### REQUIRED TASKS
• A. Can you rewrite the QuEST Lifesciences page text from "Results: High-Quality Drug" to "and toxicity properties.", changing "Full adherence" to "Complete adherence"?
• B. Which neglected diseases does the QuEST Lifesciences page text name as targets?
• C. Could you pick up the QuEST Lifesciences page text after its last line and keep writing?

### PAGE TEXT
*** Begin section ***
QuEST Lifesciences

From Fundamental Physics to Drug Discovery

This research demonstrates a novel application of QuEST's fixed-point string theory framework to computational drug design. By leveraging the mathematical structures underlying the theory, a computational platform was developed that can rapidly generate therapeutic candidates — completing two full design cycles to produce five drug candidates targeting neglected African diseases.

Targeting Neglected Diseases

• Onchocerciasis (River Blindness): A parasitic disease transmitted by blackflies, causing severe itching, skin lesions, and irreversible blindness.
• Schistosomiasis: A parasitic infection caused by blood flukes, leading to chronic organ damage affecting the liver, intestines, and urogenital system.
• Leishmaniasis: A group of diseases caused by protozoan parasites, ranging from skin ulcers to fatal visceral infection if left untreated.

Results: High-Quality Drug Candidates

• Lipinski's Rule of Five: Full adherence, indicating good oral bioavailability.
• ADMET Profiles: Optimal absorption, distribution, metabolism, excretion, and toxicity properties.
*** End section ***
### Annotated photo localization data
*** Begin section ***
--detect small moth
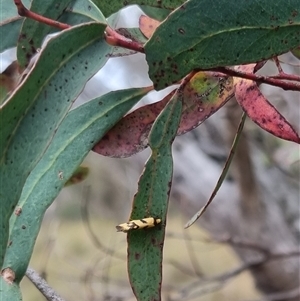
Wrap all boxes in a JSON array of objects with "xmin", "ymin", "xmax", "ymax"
[{"xmin": 116, "ymin": 217, "xmax": 161, "ymax": 233}]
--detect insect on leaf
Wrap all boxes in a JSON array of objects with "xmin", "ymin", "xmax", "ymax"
[
  {"xmin": 139, "ymin": 15, "xmax": 160, "ymax": 39},
  {"xmin": 116, "ymin": 217, "xmax": 161, "ymax": 233}
]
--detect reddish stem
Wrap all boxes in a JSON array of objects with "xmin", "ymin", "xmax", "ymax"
[
  {"xmin": 273, "ymin": 56, "xmax": 284, "ymax": 74},
  {"xmin": 14, "ymin": 0, "xmax": 71, "ymax": 30},
  {"xmin": 207, "ymin": 67, "xmax": 300, "ymax": 91}
]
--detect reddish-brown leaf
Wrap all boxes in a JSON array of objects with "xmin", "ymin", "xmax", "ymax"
[
  {"xmin": 93, "ymin": 91, "xmax": 174, "ymax": 158},
  {"xmin": 234, "ymin": 64, "xmax": 300, "ymax": 143},
  {"xmin": 93, "ymin": 72, "xmax": 234, "ymax": 158}
]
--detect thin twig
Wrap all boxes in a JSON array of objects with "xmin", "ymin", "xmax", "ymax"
[
  {"xmin": 245, "ymin": 287, "xmax": 300, "ymax": 301},
  {"xmin": 26, "ymin": 268, "xmax": 64, "ymax": 301},
  {"xmin": 14, "ymin": 0, "xmax": 72, "ymax": 30},
  {"xmin": 207, "ymin": 67, "xmax": 300, "ymax": 91}
]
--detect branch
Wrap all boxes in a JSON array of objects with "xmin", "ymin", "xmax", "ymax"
[
  {"xmin": 206, "ymin": 67, "xmax": 300, "ymax": 91},
  {"xmin": 14, "ymin": 0, "xmax": 71, "ymax": 30},
  {"xmin": 26, "ymin": 268, "xmax": 64, "ymax": 301},
  {"xmin": 245, "ymin": 287, "xmax": 300, "ymax": 301}
]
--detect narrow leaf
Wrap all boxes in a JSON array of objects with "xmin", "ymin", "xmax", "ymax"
*** End section ***
### ANSWERS TO THE TASKS
• A.
Results: High-Quality Drug Candidates

• Lipinski's Rule of Five: Complete adherence, indicating good oral bioavailability.
• ADMET Profiles: Optimal absorption, distribution, metabolism, excretion, and toxicity properties.

• B.
Onchocerciasis (River Blindness)
Schistosomiasis
Leishmaniasis

• C.
• QED Scores: 0.804 to 0.865, well above typical drug-likeness thresholds.
• Safety: Zero cytochrome P450 interactions, reducing adverse drug interaction risk.

A New Metric for Understanding Cancer

This study introduces "informational isolation" — a transcriptome-derived metric that captures internal loop development, loop stability, and diminished external coupling within tumors. Rather than relying solely on mutation counts, this metric provides a fundamentally different lens for understanding tumor behavior rooted in QuEST's information-theoretic framework.

Multi-Cancer Analysis

Using bulk RNA-sequencing data from The Cancer Genome Atlas (TCGA), the study examined four major cancer types:

• Breast cancer — the most common cancer worldwide
• Lung cancer — the leading cause of cancer death globally
• Colorectal cancer — the third most diagnosed cancer
• Kidney cancer — with rising incidence rates worldwide

Three Operational Regimes

The analysis revealed three distinct regimes — graded, saturated, and inverted — that characterize how informational isolation relates to tumor mutation burden. A critical finding emerged: aggressive tumors with low genetic mutation counts frequently appear in the saturated or inverted regimes, where mutation burden alone shows weak correlation with clinical outcomes.

The work proposes that malignancy functions as a phase transition, where informational isolation provides superior explanatory power for clinical observations compared to mutational load independently.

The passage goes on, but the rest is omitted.